- _ASSIGNMENT_: In the records below, find every line with the word "Target" and copy it.

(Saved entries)
- - -
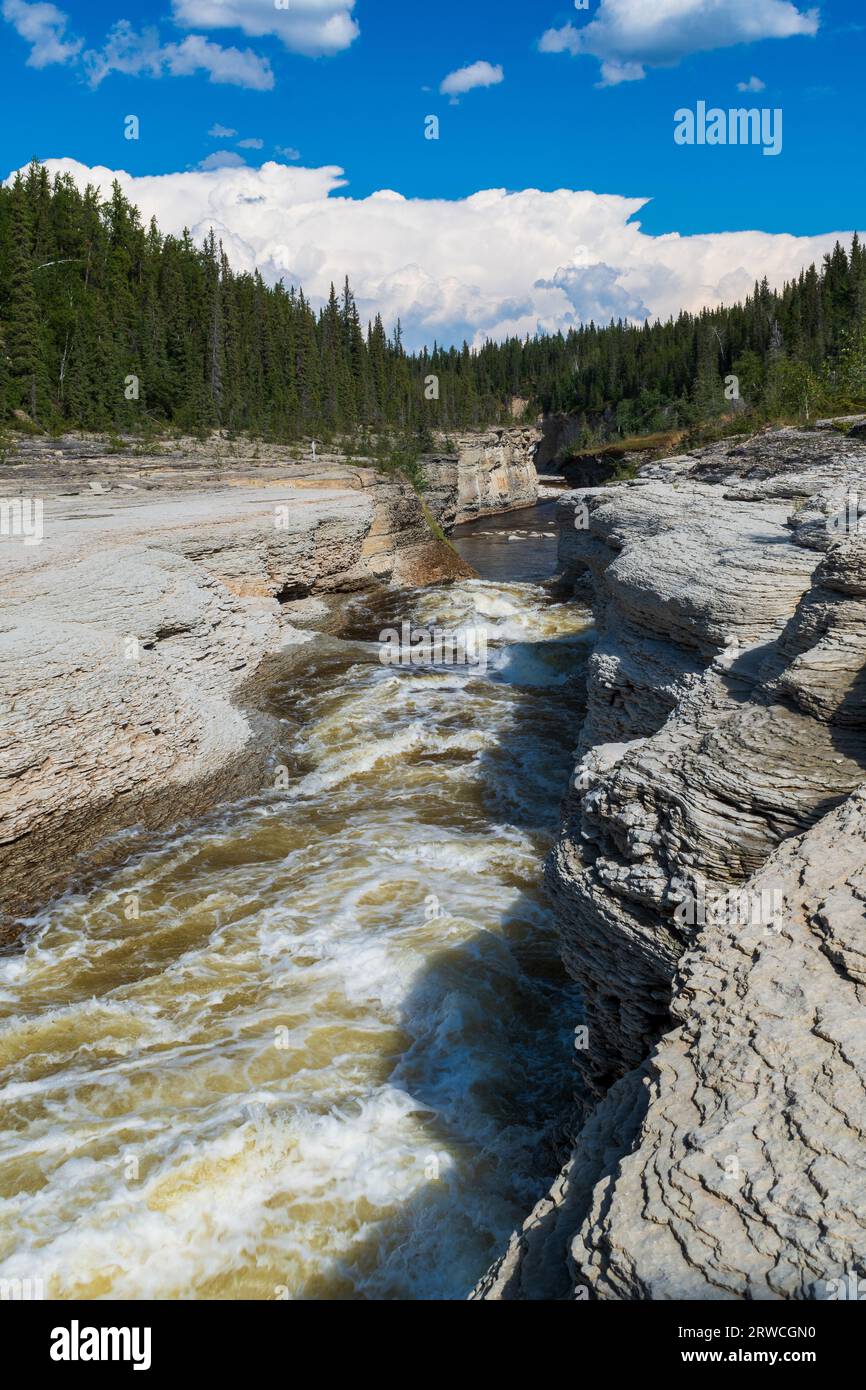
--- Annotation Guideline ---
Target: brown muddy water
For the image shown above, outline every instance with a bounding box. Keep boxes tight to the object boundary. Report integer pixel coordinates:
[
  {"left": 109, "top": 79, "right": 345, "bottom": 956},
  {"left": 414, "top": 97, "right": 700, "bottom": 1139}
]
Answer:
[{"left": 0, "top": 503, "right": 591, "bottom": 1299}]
- - -
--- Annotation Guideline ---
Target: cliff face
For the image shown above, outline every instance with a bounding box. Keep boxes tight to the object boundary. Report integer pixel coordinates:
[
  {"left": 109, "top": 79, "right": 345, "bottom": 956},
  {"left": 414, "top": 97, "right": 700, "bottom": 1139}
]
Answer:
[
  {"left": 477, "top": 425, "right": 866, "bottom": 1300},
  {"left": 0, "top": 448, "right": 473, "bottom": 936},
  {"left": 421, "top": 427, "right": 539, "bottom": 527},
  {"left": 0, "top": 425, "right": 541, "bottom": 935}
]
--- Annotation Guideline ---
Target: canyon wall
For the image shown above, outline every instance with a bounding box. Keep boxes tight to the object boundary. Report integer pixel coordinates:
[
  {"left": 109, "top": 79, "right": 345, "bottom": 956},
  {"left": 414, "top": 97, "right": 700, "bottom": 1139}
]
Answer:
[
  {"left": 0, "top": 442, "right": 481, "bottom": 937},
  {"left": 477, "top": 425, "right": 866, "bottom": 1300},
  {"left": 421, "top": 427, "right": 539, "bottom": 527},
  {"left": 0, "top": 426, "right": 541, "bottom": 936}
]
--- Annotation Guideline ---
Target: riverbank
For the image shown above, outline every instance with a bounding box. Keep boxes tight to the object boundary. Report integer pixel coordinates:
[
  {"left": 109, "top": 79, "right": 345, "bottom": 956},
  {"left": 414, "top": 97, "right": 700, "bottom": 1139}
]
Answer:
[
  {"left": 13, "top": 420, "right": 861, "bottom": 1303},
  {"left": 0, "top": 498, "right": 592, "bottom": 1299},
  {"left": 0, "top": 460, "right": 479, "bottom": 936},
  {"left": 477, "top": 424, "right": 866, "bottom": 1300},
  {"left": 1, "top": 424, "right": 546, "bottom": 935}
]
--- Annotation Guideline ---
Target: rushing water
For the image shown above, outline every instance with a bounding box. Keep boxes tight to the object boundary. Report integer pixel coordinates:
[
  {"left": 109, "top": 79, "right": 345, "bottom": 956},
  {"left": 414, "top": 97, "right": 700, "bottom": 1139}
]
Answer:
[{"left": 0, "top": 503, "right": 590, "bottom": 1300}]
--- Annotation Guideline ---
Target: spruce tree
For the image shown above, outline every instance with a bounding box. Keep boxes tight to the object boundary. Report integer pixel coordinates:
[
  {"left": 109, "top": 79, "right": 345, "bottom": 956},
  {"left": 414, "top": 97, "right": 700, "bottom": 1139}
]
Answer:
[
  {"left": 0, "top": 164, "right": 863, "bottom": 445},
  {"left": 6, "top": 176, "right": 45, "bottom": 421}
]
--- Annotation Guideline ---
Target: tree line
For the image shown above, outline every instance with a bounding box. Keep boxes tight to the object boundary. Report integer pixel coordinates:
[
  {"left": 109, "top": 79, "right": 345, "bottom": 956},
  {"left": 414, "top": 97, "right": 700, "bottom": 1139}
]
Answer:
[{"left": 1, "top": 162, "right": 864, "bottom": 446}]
- - -
- _TASK ANSWER_:
Target: brown muddy water
Target: cliff face
Target: canyon wall
Target: riverbank
Target: rushing water
Target: spruce tree
Target: tree line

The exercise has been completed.